» EXERCISE: Edit the data below by replacing "even-odd rule" with "nonzero winding rule" wherever it occurs, and leave every other part unchanged.

══ RECORD EXCERPTS

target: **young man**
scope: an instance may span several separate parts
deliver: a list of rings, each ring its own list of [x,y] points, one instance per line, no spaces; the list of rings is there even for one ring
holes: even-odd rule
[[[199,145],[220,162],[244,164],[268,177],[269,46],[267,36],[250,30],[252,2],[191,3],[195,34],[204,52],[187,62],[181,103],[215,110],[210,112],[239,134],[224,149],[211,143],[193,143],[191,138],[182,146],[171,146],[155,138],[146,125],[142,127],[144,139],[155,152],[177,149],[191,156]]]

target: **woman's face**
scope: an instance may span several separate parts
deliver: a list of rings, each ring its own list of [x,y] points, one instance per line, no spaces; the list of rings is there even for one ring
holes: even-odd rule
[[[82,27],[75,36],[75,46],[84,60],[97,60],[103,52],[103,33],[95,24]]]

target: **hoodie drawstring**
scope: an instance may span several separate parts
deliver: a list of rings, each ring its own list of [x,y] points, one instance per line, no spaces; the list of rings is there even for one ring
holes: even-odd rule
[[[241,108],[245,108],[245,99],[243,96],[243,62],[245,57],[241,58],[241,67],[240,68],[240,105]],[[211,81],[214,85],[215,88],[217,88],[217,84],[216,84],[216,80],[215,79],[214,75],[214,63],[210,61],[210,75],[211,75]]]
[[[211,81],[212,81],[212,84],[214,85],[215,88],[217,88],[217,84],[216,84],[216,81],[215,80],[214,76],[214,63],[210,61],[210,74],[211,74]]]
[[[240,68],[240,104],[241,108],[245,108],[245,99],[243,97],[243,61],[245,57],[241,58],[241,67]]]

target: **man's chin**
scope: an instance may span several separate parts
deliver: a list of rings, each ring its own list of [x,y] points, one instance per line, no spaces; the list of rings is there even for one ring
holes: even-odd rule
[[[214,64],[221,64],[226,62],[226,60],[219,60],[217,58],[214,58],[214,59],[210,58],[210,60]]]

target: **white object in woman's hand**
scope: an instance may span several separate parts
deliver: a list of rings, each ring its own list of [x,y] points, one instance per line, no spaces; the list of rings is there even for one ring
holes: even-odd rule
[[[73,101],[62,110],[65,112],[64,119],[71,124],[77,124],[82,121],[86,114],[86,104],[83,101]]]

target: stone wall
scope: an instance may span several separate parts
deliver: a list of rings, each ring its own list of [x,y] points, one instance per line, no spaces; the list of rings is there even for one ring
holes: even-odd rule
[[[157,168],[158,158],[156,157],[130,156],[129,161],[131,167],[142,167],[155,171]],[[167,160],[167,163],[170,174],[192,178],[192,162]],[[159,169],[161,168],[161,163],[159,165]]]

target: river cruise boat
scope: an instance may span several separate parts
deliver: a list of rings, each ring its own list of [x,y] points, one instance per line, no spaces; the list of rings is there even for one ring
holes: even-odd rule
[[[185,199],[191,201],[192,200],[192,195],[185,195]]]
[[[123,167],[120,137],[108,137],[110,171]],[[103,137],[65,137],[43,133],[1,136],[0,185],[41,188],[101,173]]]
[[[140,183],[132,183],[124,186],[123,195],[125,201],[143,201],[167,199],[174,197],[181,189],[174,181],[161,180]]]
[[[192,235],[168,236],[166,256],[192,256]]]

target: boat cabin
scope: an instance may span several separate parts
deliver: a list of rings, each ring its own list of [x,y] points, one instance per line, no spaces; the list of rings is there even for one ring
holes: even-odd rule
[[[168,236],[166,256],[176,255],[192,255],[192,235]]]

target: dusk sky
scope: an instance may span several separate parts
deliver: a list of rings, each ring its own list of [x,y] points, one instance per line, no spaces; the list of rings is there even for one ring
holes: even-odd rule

════

» FINISHED EXERCISE:
target: **young man**
scope: an instance may span several separate parts
deliver: a list of rings, each ring its own list of [x,y] points, one instance per line, no spaces; the list of rings is there even for one ring
holes: nonzero winding rule
[[[199,145],[220,162],[244,164],[268,177],[269,46],[267,36],[250,30],[252,2],[191,3],[195,34],[204,52],[187,62],[181,103],[215,110],[210,112],[239,134],[224,149],[211,143],[193,143],[191,138],[182,146],[171,146],[155,138],[146,125],[142,127],[144,139],[155,152],[177,149],[191,156]]]

target: **woman's face**
scope: an instance may span several separate parts
deliver: a list of rings, each ring its own list of [x,y] points, one instance per line, no spaces; the list of rings is there even for one ring
holes: nonzero winding rule
[[[82,27],[75,36],[75,46],[84,60],[97,60],[103,52],[103,33],[95,24]]]

target: **hoodie drawstring**
scope: an instance may span several separate parts
deliver: a list of rings, each ring its own list of [x,y] points, one instance per line, no spaces; the list of rings is there even for one ring
holes: nonzero winding rule
[[[241,108],[245,108],[245,99],[243,96],[243,62],[245,57],[241,58],[241,67],[240,68],[240,105]],[[211,81],[214,85],[215,88],[217,88],[217,84],[216,84],[216,80],[215,79],[214,75],[214,63],[210,61],[210,75],[211,75]]]
[[[211,81],[212,81],[212,84],[214,85],[215,88],[217,88],[217,84],[216,84],[216,81],[215,80],[214,76],[214,63],[210,61],[210,74],[211,74]]]
[[[240,68],[240,104],[241,108],[245,108],[245,99],[243,97],[243,61],[245,57],[241,58],[241,67]]]

target: **man's chin**
scope: an instance may span several separate parts
deliver: a list of rings, each ring its own list of [x,y] points, one instance per line, no spaces; the list of rings is there even for one ring
holes: nonzero winding rule
[[[214,64],[221,64],[226,62],[226,60],[219,60],[217,58],[214,58],[214,59],[210,58],[210,60]]]

target: **white object in woman's hand**
scope: an instance may span several separate parts
deliver: a list of rings, each ring its own list of [x,y] points, one instance per line, no spaces; the list of rings is there even for one ring
holes: nonzero winding rule
[[[73,101],[62,110],[65,112],[64,119],[71,124],[77,124],[82,121],[86,114],[86,104],[83,101]]]

target: stone wall
scope: an instance may span several separate parts
deliver: a list of rings, each ring its own list of [x,y] points, one instance per line, no spaces; the list of rings is there even for one ring
holes: nonzero winding rule
[[[157,168],[158,158],[156,157],[130,156],[129,161],[131,167],[142,167],[155,171]],[[167,160],[167,163],[170,174],[192,178],[192,162]],[[159,169],[161,168],[161,163],[159,165]]]

target: river cruise boat
scope: an instance may span several separate parts
deliver: a list of rings, each ring its own list of [x,y] points, one instance per line, no spaces; the list of rings is there even for one ring
holes: nonzero winding rule
[[[185,199],[191,201],[192,200],[192,195],[185,195]]]
[[[123,167],[120,137],[108,137],[110,171]],[[103,137],[65,137],[43,133],[1,136],[0,185],[41,188],[101,173]]]
[[[140,183],[132,183],[124,186],[123,195],[125,201],[143,201],[167,199],[174,197],[181,189],[174,181],[161,180]]]
[[[192,235],[168,236],[166,256],[192,256]]]

target: boat cabin
scope: an instance may span several separate parts
deliver: a list of rings, each ring its own list of [x,y] points, one instance per line, no spaces; the list of rings is there even for one ring
holes: nonzero winding rule
[[[168,236],[166,256],[176,255],[192,255],[192,235]]]

target: dusk sky
scope: an instance may span several separate parts
deliver: a list of rings, each ring its own list of [x,y] points, one instance per line, no spaces; the list of rings is there even for one ring
holes: nonzero winding rule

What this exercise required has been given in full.